Passage:
━━━

Because I love my warrior son, I choose to teach him that he is not responsible for how “they” act or react, just for the choices he makes.

M.O.A.W

The Heart Of The Matter, Is A Matter Of The Heart

The other day prior to our car ride home, my son wanted to give his friend a hug before heading out the door.

He called his friend by name and said “Hug?”

He was abruptly stopped by his friend’s parent, who realized what he was saying (or perhaps that we were standing right there) somewhere half way after he said it, “Noo-ooo-o!” It was almost as if it were a question but certainly a statement and command, in an almost isolating-my-child kind of way.

My son simply wanted to give this boy a hug, but because of my warrior’s, often rough behavior, it seemed that grace and love were not present, rather what I perceived from the other parent as fear and …well I’m actually not quite sure what it was to be honest, but it wasn’t nice, that’s for sure.

I was deeply saddened by this little moment because my son has a very gentle and sensitive side to him that unfortunately this time was not given the opportunity to display. You see, often children say or do mean things, yet their hearts intent still are usually innocent. Adults often say or do mean things as well, however it seems more often there is a motive behind it, usually from an event from their own past.

As we headed home, I asked my son how he felt when he was indirectly told he couldn’t hug his friend.
He said he was sad.

“That’s it!? Just sad?” I thought to myself.

Then it hit me. I too, like the other parent, had fears of my own that I invested in that little moment. I realized that, my hurt and fear was that my son would feel rejected and isolated, probably because as a child I often felt that way. But he simply felt just “sad.” I then understood that I could hold resentment about that parent’s words and actions or I could simply forgive them and extend grace.

It sure was hard because I, like every parent, want to protect my child’s heart; this however was a matter of my own heart.

━━━

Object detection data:

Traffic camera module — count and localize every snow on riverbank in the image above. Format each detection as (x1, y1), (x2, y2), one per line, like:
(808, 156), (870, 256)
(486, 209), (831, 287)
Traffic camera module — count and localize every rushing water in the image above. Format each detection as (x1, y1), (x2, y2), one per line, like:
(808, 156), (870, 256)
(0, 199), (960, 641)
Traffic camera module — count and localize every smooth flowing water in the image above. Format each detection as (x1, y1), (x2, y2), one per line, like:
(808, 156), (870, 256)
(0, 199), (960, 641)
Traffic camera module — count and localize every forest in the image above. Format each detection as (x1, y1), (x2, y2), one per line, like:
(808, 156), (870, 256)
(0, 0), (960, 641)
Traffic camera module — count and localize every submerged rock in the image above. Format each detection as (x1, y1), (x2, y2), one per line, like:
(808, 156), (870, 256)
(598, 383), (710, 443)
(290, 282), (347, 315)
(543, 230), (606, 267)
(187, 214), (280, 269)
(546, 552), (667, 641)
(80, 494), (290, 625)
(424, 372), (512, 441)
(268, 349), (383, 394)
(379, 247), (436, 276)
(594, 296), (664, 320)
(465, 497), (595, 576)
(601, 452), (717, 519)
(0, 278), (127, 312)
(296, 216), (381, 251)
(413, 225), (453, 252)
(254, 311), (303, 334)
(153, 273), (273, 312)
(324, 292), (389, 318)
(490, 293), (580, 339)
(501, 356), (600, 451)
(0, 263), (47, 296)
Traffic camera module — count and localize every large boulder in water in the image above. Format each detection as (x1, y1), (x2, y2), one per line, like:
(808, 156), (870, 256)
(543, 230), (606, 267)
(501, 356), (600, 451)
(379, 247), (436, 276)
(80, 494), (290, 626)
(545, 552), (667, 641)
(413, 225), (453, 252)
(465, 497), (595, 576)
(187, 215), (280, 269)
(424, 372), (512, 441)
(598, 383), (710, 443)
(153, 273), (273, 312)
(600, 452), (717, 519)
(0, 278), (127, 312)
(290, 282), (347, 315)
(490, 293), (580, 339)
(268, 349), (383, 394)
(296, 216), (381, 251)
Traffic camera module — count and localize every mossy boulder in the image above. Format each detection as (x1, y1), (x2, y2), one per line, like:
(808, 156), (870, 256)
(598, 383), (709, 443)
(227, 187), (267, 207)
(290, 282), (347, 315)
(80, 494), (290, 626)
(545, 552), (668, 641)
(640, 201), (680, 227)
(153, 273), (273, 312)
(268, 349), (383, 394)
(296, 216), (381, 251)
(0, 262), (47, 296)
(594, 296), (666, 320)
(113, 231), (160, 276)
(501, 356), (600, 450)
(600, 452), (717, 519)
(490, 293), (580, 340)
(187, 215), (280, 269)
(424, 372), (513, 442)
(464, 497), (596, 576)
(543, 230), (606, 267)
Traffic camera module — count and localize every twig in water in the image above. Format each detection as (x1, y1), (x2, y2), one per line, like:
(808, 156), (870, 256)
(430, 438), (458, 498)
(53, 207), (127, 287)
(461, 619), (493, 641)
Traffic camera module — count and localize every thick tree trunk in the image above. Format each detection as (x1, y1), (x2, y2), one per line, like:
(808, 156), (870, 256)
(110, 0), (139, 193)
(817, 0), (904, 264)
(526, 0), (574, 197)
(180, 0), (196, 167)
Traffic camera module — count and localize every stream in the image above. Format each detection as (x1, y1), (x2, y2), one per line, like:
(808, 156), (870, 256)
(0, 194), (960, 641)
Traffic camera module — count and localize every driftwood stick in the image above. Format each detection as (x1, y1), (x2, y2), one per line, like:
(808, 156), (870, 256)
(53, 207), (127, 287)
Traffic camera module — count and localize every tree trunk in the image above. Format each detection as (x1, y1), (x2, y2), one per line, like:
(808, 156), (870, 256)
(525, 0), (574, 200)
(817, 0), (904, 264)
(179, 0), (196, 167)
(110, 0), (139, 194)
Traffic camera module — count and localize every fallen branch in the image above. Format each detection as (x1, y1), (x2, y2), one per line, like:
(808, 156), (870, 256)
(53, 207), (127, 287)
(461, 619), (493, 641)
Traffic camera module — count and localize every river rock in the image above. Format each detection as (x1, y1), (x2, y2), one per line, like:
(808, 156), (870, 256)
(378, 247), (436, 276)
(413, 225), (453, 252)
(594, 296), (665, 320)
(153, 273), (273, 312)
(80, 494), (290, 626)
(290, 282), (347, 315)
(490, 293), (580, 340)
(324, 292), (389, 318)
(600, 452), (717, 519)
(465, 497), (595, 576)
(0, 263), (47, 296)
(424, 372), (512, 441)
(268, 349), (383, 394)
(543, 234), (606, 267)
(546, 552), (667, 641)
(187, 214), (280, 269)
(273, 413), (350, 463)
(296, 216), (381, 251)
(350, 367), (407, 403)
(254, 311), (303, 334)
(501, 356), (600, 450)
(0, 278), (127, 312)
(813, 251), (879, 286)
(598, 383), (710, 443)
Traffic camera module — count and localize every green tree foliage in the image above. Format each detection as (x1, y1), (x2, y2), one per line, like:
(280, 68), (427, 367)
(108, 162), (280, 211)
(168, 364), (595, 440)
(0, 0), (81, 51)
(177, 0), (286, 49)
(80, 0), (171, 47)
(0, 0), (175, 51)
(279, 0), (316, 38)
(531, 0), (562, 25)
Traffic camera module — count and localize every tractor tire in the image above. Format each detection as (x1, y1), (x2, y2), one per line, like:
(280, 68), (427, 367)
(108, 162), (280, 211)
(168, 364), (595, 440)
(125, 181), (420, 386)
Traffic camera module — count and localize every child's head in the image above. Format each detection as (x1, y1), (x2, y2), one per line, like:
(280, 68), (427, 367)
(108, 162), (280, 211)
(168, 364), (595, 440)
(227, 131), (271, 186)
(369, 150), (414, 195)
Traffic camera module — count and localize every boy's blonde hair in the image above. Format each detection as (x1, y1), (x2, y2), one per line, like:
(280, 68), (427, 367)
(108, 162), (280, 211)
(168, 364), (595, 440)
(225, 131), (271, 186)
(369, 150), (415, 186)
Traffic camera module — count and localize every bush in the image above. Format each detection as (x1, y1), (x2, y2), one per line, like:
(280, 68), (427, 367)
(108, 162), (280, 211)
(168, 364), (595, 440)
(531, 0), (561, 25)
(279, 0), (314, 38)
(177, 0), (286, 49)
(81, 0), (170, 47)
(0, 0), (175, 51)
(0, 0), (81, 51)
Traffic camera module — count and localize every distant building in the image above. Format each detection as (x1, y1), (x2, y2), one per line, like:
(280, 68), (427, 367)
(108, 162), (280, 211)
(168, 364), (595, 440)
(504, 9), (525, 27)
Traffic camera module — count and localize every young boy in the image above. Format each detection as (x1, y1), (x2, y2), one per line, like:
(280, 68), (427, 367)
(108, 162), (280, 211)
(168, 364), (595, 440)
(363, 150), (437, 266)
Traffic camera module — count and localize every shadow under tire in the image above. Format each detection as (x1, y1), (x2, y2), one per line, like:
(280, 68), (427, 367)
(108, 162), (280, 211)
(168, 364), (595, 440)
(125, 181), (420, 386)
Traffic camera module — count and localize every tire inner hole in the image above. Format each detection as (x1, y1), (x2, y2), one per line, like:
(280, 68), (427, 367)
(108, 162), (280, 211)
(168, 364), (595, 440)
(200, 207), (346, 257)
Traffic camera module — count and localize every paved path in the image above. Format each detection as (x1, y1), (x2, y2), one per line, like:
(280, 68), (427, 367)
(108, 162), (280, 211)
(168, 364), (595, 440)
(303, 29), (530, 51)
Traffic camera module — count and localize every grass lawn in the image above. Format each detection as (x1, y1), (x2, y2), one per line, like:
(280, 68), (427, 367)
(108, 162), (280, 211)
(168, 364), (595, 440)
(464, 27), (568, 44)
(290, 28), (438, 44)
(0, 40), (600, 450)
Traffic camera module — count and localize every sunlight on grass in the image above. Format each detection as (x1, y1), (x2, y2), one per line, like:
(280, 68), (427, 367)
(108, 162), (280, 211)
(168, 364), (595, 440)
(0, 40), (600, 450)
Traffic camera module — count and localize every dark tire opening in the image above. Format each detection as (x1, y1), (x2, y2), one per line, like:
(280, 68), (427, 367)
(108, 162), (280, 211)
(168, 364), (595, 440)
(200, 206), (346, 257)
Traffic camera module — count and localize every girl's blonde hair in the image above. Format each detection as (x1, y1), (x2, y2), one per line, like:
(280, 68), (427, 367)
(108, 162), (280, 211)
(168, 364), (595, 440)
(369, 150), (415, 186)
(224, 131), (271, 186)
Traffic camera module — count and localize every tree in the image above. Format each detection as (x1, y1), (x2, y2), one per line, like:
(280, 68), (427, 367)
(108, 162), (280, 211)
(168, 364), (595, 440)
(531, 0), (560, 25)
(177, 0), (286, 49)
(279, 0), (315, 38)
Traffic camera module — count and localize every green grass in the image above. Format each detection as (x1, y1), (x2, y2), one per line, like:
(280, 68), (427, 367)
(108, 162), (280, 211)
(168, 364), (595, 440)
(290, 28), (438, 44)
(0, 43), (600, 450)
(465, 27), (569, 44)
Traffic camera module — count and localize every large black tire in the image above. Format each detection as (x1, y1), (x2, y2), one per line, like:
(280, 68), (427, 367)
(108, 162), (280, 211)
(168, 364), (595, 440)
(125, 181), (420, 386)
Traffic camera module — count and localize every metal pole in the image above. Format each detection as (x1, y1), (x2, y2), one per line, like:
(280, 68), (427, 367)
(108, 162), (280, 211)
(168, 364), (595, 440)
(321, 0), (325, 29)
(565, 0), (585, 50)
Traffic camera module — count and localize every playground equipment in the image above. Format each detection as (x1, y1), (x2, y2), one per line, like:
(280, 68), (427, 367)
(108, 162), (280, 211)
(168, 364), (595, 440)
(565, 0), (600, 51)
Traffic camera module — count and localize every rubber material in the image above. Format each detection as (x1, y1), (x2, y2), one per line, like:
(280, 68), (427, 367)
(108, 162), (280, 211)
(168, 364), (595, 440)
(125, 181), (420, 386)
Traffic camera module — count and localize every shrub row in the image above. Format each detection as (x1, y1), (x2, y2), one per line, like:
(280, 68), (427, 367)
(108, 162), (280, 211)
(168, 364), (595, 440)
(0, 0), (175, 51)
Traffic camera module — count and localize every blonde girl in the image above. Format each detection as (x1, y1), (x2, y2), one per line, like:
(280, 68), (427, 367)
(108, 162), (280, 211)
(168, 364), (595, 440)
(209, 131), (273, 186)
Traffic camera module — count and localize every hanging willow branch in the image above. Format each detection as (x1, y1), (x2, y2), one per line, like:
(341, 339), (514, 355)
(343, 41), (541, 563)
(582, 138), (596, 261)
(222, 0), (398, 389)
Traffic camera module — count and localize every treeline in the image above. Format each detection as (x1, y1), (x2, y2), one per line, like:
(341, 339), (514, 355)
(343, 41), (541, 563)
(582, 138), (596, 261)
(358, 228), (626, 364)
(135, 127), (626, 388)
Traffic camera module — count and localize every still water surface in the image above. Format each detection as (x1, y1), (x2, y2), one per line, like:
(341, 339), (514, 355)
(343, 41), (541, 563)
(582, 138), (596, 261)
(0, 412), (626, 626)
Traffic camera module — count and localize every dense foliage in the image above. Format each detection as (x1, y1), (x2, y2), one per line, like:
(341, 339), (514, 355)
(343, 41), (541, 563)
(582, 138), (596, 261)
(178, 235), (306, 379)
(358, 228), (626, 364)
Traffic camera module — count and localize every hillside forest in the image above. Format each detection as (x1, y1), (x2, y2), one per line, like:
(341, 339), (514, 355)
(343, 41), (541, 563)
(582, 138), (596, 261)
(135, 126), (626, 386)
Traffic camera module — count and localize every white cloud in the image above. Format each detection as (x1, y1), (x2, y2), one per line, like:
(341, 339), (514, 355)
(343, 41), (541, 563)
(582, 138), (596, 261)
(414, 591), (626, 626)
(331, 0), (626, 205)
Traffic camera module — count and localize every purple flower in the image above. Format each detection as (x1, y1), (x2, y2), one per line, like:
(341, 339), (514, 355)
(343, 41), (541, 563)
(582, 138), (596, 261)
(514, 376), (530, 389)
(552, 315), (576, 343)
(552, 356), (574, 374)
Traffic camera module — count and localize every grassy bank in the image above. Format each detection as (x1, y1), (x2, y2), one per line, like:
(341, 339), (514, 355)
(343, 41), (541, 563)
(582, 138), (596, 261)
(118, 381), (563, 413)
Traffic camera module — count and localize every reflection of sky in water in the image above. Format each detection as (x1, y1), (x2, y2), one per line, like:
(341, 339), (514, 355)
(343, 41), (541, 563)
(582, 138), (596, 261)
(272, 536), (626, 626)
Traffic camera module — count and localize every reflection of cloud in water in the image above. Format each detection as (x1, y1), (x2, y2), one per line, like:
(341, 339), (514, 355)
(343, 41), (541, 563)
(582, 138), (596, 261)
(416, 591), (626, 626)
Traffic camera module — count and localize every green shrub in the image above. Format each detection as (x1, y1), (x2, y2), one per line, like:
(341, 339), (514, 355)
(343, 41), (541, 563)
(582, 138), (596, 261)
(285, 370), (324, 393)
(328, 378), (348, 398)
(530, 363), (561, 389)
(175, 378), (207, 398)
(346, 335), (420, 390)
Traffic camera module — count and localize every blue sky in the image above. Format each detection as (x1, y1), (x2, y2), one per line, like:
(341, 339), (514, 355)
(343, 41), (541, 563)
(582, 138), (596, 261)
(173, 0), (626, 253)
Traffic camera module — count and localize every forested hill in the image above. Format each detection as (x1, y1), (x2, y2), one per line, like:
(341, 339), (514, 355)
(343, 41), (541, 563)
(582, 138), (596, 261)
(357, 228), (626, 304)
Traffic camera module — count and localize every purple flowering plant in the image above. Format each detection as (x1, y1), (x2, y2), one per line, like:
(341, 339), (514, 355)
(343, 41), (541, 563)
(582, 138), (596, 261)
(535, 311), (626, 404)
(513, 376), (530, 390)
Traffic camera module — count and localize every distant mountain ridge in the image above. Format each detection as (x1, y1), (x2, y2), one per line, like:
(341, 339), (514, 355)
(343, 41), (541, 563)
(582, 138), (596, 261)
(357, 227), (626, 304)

━━━

Written instruction:
Could you reproduce the essay about the hug word for word, starting at "Then it hit" and ending at "and extend grace."?

Solution:
Then it hit me. I too, like the other parent, had fears of my own that I invested in that little moment. I realized that, my hurt and fear was that my son would feel rejected and isolated, probably because as a child I often felt that way. But he simply felt just “sad.” I then understood that I could hold resentment about that parent’s words and actions or I could simply forgive them and extend grace.